> The task
Return exactly the span of lines that opens with the line containing "Expected: for every instance of the green" and closes with the last line of the data, inclusive.

> Entries

##########

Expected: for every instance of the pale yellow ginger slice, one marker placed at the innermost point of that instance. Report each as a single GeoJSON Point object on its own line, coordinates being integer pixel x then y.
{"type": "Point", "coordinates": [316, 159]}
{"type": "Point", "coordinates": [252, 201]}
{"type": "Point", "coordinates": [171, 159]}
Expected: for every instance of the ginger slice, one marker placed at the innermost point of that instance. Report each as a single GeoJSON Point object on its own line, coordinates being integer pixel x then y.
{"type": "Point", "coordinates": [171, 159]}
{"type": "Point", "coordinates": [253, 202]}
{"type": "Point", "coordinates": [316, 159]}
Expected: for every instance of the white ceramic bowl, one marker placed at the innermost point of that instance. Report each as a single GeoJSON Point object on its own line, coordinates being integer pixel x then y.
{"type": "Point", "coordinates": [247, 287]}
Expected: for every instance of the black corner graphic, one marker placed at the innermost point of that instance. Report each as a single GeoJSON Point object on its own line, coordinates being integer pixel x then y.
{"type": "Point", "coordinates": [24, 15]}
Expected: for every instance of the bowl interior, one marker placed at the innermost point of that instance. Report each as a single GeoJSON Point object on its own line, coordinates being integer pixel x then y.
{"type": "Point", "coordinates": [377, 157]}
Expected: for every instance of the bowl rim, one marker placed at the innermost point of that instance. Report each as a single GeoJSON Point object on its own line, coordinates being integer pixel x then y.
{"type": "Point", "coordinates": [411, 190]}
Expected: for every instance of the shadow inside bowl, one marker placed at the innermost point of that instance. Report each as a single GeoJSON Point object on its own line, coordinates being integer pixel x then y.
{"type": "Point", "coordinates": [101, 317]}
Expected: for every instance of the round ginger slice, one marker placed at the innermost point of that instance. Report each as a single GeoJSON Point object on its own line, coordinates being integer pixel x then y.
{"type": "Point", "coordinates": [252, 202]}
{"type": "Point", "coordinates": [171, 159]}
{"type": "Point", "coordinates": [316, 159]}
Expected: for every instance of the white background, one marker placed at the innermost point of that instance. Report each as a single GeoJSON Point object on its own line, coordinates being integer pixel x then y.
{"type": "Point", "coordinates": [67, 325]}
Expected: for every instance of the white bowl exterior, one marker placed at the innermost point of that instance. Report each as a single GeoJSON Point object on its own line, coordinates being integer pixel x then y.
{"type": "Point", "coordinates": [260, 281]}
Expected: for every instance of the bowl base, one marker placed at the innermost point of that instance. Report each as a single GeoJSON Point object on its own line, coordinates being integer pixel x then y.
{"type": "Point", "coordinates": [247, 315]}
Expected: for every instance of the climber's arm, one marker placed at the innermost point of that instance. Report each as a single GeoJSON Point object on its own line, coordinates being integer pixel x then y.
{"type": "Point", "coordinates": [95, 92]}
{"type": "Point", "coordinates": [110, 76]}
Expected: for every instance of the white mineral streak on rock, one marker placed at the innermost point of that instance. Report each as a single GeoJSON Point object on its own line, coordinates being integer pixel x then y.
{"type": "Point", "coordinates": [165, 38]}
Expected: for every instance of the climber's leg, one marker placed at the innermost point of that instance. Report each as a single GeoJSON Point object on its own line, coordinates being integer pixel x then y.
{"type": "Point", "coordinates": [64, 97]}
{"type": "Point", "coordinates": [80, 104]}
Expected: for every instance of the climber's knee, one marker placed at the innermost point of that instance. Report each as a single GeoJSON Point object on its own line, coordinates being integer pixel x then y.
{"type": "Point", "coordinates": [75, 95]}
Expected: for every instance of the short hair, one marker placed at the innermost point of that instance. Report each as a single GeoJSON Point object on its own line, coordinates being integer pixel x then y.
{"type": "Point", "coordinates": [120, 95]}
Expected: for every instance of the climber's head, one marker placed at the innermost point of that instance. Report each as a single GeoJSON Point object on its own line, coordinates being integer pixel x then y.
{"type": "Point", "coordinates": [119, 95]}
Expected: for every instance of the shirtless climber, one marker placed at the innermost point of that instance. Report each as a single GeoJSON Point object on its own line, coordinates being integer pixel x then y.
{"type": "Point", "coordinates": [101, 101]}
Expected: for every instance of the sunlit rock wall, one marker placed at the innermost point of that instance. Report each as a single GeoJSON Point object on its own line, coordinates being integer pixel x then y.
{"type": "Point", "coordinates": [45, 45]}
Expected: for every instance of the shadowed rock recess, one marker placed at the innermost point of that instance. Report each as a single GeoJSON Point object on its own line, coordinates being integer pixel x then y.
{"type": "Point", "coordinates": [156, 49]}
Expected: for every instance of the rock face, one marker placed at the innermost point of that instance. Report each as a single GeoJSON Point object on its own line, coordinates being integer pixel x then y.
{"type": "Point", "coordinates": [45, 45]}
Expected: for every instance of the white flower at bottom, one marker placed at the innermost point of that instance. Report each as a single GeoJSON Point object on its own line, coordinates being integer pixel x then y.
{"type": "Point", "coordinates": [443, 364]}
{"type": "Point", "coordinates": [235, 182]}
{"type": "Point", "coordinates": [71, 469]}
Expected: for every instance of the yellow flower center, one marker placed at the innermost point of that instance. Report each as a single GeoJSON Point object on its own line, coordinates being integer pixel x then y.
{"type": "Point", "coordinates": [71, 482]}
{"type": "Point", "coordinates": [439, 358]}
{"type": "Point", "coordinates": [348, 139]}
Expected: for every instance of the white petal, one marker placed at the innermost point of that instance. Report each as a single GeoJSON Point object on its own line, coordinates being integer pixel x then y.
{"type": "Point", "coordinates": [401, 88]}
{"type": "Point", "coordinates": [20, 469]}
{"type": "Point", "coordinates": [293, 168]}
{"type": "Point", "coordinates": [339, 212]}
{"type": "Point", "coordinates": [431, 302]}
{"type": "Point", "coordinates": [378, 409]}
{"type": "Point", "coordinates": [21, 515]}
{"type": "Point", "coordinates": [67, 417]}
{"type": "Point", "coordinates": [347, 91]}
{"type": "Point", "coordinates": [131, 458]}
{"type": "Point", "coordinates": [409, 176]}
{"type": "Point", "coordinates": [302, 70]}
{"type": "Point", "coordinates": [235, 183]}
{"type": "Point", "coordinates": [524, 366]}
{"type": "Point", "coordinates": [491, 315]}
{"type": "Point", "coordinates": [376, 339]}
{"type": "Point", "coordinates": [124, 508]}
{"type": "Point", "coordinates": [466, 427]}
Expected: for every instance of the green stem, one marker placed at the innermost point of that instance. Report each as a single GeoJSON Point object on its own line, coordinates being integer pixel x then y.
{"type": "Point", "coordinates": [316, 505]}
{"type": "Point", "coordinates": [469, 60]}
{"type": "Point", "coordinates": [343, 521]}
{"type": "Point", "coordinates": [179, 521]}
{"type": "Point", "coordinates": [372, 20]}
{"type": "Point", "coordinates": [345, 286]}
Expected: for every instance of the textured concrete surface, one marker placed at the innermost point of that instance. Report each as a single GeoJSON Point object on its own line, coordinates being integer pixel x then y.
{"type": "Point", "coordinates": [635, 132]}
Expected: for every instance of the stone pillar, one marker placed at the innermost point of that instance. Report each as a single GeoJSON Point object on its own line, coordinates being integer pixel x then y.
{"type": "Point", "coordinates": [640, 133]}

##########

> Finished answer
Expected: for every instance of the green stem, one marker placed at the innermost point of that instance. Report each as a single GeoJSON Point object on its own line, coordinates being integer pixel x then y.
{"type": "Point", "coordinates": [316, 505]}
{"type": "Point", "coordinates": [469, 60]}
{"type": "Point", "coordinates": [343, 521]}
{"type": "Point", "coordinates": [179, 521]}
{"type": "Point", "coordinates": [372, 20]}
{"type": "Point", "coordinates": [345, 286]}
Expected: for every instance of the textured concrete surface, one marker placed at the innermost point of that instance. Report each as a single GeoJSON Point object on its own line, coordinates being integer pixel x then y.
{"type": "Point", "coordinates": [635, 132]}
Expected: for every instance of the stone pillar, one marker placed at the innermost point of that instance. Report each as a single GeoJSON Point object on its own line, coordinates being integer pixel x then y.
{"type": "Point", "coordinates": [640, 133]}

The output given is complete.